Goal
State how many lines in the records below contain the string "boot". Give only the number.
^^^^
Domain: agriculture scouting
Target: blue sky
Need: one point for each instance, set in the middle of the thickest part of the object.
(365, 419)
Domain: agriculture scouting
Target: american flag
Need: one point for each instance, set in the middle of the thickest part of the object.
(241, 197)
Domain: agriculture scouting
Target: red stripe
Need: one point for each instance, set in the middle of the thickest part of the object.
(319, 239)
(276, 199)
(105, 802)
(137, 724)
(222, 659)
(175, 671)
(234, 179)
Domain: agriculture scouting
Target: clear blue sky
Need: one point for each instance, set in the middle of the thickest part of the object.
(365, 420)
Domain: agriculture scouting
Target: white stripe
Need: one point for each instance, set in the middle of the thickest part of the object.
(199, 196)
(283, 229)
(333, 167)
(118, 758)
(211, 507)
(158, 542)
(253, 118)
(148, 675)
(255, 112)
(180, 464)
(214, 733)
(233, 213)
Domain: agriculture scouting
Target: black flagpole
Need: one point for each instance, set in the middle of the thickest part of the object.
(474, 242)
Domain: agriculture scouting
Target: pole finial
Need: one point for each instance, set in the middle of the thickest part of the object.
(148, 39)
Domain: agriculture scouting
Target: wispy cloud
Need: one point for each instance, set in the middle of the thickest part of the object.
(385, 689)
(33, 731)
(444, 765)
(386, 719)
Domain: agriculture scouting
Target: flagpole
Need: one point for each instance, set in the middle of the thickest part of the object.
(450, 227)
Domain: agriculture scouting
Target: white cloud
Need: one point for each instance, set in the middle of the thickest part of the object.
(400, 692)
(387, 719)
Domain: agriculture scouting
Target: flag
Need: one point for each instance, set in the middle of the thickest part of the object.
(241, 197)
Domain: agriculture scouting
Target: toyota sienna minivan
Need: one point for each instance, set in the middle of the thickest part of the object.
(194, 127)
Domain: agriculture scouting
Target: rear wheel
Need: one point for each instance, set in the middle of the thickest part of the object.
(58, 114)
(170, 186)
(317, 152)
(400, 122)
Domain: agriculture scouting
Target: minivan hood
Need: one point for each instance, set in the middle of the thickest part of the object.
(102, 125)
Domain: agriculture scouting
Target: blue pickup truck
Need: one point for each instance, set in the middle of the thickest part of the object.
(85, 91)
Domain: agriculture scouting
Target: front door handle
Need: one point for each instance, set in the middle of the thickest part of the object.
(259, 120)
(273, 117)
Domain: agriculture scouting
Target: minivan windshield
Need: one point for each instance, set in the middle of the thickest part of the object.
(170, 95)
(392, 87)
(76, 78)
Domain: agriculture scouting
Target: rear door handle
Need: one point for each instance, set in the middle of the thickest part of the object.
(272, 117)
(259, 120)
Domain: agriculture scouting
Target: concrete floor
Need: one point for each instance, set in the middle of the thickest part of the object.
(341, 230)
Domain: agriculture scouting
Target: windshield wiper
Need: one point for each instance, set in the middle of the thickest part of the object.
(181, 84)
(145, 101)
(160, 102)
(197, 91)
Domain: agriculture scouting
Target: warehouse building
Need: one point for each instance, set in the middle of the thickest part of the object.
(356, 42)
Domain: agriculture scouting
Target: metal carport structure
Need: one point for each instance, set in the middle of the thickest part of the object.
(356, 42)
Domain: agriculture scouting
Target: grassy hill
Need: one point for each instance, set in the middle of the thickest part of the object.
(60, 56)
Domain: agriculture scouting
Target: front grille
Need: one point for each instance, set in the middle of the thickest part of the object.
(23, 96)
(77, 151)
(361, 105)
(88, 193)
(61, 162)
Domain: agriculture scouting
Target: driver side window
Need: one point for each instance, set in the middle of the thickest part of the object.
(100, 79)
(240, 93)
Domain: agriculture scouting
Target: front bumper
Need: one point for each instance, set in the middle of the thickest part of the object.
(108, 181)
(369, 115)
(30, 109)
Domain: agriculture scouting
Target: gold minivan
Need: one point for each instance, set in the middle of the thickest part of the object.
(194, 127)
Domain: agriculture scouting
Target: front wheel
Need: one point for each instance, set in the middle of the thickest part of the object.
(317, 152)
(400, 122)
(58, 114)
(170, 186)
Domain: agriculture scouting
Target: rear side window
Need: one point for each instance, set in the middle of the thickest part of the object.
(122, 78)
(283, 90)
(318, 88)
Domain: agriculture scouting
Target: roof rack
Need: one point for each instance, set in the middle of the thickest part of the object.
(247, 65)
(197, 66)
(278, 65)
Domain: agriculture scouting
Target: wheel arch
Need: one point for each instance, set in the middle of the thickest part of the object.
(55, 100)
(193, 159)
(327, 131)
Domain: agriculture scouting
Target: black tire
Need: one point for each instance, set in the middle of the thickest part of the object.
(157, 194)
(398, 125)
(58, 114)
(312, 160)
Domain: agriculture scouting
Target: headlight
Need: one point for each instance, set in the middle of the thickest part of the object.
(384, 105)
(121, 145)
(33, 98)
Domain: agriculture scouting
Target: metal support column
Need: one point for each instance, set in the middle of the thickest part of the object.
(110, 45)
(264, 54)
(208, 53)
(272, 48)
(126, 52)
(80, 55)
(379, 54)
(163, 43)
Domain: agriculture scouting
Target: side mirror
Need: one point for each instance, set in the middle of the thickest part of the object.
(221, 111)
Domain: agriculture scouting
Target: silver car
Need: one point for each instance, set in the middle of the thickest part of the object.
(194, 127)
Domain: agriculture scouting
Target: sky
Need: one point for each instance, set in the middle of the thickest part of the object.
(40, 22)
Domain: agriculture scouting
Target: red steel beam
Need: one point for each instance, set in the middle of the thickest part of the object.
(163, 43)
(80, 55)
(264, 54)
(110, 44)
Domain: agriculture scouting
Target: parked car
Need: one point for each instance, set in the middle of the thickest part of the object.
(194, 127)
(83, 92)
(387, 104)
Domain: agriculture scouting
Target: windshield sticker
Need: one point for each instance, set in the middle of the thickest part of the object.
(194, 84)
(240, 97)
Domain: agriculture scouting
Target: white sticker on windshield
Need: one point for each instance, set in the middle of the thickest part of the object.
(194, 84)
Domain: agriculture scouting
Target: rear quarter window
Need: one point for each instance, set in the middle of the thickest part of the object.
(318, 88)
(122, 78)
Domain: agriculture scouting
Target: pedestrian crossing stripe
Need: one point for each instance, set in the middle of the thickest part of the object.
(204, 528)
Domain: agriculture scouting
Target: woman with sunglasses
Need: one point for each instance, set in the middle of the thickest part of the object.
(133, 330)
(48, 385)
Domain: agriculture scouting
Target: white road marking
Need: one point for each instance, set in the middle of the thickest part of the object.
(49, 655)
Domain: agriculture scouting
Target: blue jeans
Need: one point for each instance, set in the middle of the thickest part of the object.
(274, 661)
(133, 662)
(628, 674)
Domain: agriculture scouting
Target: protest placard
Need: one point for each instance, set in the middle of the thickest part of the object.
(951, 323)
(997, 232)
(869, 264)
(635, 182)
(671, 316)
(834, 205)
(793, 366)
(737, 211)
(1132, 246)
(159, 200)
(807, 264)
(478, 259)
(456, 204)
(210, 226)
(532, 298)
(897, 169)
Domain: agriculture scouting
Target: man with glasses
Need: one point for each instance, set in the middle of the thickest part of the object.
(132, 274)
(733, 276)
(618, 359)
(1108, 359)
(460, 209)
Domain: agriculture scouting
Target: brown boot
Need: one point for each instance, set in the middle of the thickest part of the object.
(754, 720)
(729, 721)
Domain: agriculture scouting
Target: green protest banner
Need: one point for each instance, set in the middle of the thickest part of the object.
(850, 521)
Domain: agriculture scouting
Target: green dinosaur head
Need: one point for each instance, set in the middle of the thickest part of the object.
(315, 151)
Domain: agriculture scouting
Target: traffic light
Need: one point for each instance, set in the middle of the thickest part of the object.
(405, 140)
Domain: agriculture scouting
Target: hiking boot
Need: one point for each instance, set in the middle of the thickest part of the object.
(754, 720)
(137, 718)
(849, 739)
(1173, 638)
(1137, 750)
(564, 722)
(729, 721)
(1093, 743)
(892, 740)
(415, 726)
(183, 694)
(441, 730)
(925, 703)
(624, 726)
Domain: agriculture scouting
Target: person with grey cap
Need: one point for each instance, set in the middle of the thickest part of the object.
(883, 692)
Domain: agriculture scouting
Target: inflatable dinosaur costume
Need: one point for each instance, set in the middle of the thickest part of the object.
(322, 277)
^^^^
Result for this exercise
2